---------- Supplied passage
As highlighted previously, in some areas of the world there is a glut of AMDAR data, while a marked scarcity in other regions. While the NWP models have evolved to use more AMDAR data, with finer geographic and temporal increments in the observations, the consensus is that optimization of AMDAR data acquisition is required, and perhaps overdue.

There are a number of regional programs designed to control and reduce redundant AMDAR data. At this point in time, the European and Australian AMDAR systems have built the most comprehensive data optimization systems, while the US is considering developing a system. Each of the AMDAR participant European airlines have their own flight selection system developed to turn on or off AMDAR reporting, or change reporting frequency, on individual flights. This provides control over the frequency of data collected from individual routes or airports. Each of these systems has unique attributes but all rely on communication through ACARS to essentially turn on and off AMDAR from individual aircraft on individual routes.

Airlines use of both ACARS type messaging is expected to continue to increase in the coming years. As well, Air Traffic Control systems such as FANS (Future Air Navigation System), NextGen and Link 2000+ using ADS type digital radio systems may be established in other areas to reduce the use of verbal radio communications and increase the quality, accuracy and efficiency of communications. With NexGen (FAA) and Link2000+ (EuroControl) the cost of extra communications is covered by the regulatory body. However, with the new digital satellite communications systems it will be easier for the communications supplier to “count characters” and bill airlines for the exact amount of data transferred. This means that airline communications costs will be more accurately invoiced based on exact use. This may also mean that the data costs of AM DAR transmissions will come under greater scrutiny by airline management.

Airlines operating in the data sparse regions, and capable of providing AMDAR data, will almost certainly be using satellite communications. It will be necessary for the airline and NMHS to have a data optimization system in place in order to reduce unnecessary redundant data and excess data transmission costs. AMDAR programs in Data Sparse Regions should be designed to include data optimization especially around local traffic hubs.


Airlines in Data Sparse Regions

Methodology


Understandably, much of the required ACARS client data that is required for this survey is considered confidential by the network suppliers (ARINC and SITA). Therefore other means have had to be taken to substantiate the users of ACARS and therefore potential targets for expanding the AMDAR network. It was decided to use readily available and reliable fleet data from “Airclaims” (the data supplier). This group is known worldwide for its up to date information.

On the other hand, the best way for the authors to acquire the understanding of whether an airline is a current VHF ACARS user was to use the public information found on the ACARS worldwide spotters forums. These forums are set up and operated by a team of airline enthusiasts from all over the world who work to keep the spotters network updated.
--------------------
» Objectives:
A. From the AMDAR passage, retype the stretch from "Airlines in Data" through "to date information.".
B. Decide whether each statement agrees with the AMDAR passage: (i) The US has already built a comprehensive AMDAR data optimization system. (ii) Under NextGen and Link2000+, the regulatory body pays for extra communications. (iii) The fleet data came from Airclaims. Answer each with yes or no and quote the words that settle it.
C. Answer these questions from the AMDAR passage:
(i) Which two network suppliers treat the ACARS client data as confidential?
(ii) What does FANS stand for?
(iii) Which AMDAR systems have built the most comprehensive data optimization systems?
The material after this passage plays no part in what you're asked to do.
---------- Information given
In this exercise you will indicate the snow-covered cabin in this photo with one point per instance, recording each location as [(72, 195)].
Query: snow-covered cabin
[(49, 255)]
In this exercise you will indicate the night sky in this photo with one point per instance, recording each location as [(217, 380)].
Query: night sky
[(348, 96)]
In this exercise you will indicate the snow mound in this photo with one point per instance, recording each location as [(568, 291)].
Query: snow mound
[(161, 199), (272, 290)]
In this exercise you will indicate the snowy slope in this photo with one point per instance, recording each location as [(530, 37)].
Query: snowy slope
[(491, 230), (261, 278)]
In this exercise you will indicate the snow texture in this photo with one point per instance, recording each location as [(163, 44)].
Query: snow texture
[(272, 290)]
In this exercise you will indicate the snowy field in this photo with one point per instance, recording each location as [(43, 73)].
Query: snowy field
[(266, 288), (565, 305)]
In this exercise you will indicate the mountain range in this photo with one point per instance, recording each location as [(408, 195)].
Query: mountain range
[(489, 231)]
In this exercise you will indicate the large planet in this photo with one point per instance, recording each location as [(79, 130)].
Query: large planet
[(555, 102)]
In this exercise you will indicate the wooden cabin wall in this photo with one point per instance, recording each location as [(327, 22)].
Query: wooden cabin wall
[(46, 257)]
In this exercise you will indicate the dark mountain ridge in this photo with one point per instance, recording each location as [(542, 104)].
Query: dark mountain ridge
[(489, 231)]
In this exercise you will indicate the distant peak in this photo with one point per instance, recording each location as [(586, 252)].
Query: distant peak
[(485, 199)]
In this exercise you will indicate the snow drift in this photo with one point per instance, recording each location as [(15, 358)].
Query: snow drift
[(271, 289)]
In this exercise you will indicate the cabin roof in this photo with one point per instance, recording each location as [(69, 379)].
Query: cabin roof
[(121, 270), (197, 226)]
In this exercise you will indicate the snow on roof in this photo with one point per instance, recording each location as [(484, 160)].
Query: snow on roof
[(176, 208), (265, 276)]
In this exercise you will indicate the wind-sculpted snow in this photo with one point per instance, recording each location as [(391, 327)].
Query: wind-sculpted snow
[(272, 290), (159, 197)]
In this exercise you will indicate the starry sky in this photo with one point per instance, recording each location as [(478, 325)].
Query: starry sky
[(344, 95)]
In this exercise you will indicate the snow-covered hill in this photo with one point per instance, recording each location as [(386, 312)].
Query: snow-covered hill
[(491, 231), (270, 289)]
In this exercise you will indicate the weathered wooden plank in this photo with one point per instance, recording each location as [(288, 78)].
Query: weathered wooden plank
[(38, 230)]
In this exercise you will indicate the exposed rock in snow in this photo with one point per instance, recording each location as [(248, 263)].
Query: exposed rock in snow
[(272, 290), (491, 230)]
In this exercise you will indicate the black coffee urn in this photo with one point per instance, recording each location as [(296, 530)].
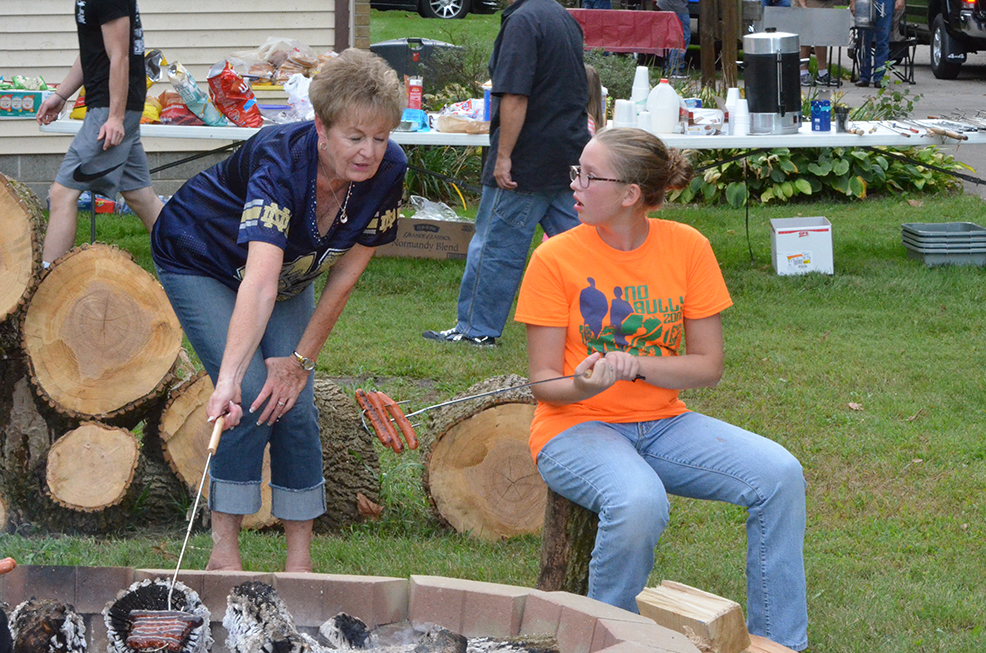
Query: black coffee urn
[(772, 62)]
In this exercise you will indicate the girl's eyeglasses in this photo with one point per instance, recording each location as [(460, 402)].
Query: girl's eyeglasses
[(584, 178)]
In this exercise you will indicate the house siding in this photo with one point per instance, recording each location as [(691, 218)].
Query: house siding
[(38, 38)]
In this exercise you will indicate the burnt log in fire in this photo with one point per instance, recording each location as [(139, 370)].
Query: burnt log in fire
[(129, 619)]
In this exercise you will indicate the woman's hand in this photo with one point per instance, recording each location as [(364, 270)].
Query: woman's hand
[(225, 400), (625, 366), (285, 381)]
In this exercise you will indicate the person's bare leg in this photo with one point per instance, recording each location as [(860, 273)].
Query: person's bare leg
[(145, 203), (225, 542), (62, 221), (298, 535)]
--------------------
» Solutions to the exercise:
A.
Airlines in Data Sparse Regions

Methodology


Understandably, much of the required ACARS client data that is required for this survey is considered confidential by the network suppliers (ARINC and SITA). Therefore other means have had to be taken to substantiate the users of ACARS and therefore potential targets for expanding the AMDAR network. It was decided to use readily available and reliable fleet data from “Airclaims” (the data supplier). This group is known worldwide for its up to date information.

B.
(i) No: "while the US is considering developing a system"
(ii) Yes: "With NexGen (FAA) and Link2000+ (EuroControl) the cost of extra communications is covered by the regulatory body."
(iii) Yes: "It was decided to use readily available and reliable fleet data from “Airclaims” (the data supplier)."

C.
(i) ARINC and SITA
(ii) Future Air Navigation System
(iii) The European and Australian AMDAR systems